What is asked:
Format all of the material below as a numbered list, one line per item, with blank lines omitted.
-=-=-=-=-
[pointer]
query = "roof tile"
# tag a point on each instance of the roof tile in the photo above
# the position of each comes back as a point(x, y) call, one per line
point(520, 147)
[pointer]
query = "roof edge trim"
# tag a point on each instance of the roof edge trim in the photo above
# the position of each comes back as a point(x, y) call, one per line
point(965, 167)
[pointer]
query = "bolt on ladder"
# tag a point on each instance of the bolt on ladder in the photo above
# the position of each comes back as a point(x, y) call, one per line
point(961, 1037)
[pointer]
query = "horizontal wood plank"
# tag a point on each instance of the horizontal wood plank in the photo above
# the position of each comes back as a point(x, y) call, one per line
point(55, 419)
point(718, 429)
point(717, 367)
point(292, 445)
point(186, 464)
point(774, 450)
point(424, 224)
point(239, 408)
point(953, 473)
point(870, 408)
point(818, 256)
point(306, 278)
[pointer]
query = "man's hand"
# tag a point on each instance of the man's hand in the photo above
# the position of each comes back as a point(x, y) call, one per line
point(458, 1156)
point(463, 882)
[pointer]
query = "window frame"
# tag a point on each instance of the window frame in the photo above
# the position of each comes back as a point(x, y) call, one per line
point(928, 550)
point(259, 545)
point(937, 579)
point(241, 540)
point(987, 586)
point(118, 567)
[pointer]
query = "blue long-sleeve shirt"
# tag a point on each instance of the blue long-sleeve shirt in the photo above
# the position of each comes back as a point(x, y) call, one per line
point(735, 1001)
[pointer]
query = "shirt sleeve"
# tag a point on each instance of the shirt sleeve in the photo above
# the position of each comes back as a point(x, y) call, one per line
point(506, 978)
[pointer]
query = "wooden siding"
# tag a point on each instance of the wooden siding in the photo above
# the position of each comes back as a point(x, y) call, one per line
-=-=-=-=-
Finished answer:
1. [pointer]
2. query = "roof tile"
3. # tag a point on each instance of the roof tile in the photo above
4. # the position of each comes back as a point(x, y) call, one per line
5. point(520, 147)
6. [pointer]
7. query = "roof edge trim"
8. # tag a point on each instance of the roof edge trim in the photo above
9. # the position of each comes back as a point(x, y) call, one per line
10. point(965, 167)
11. [pointer]
12. query = "bolt on ladder"
13. # tag a point on each instance of the bolt on ladder in the photo above
14. # the position of each comes back as a point(x, y) call, one per line
15. point(961, 1037)
16. [pointer]
17. query = "horizontal wood plank"
18. # tag a point on each instance of the horizontal wood plank in the photo above
19. # the position of each comes back as a point(x, y) call, one per line
20. point(55, 419)
21. point(718, 429)
22. point(717, 367)
23. point(292, 445)
24. point(186, 464)
25. point(774, 450)
26. point(424, 224)
27. point(239, 408)
28. point(953, 473)
29. point(870, 408)
30. point(818, 256)
31. point(306, 278)
32. [pointer]
33. query = "man's hand"
34. # tag a point on each instance of the man's hand in the photo above
35. # the position of each comes back as a point(x, y) call, one per line
36. point(458, 1156)
37. point(463, 882)
38. [pointer]
39. query = "window frame"
40. # tag a point on each instance of the window frame in the photo above
41. # the position of each comes back as a point(x, y) call, one per line
42. point(928, 550)
43. point(259, 545)
44. point(937, 579)
45. point(241, 540)
46. point(987, 586)
47. point(118, 567)
48. [pointer]
49. query = "blue long-sleeve shirt"
50. # tag a point on each instance of the blue long-sleeve shirt in the photo above
51. # the position of each comes back as a point(x, y) call, one per line
52. point(735, 1001)
53. [pointer]
54. query = "shirt sleeve"
55. # tag a point on each instance of the shirt sleeve in the photo above
56. # the position of each comes back as a point(x, y) call, one per line
57. point(506, 978)
58. [pointer]
59. query = "wooden siding"
60. # tag a point on each instance of the wooden siding in the photo above
61. # the position of each comes back as a point(x, y) call, one per line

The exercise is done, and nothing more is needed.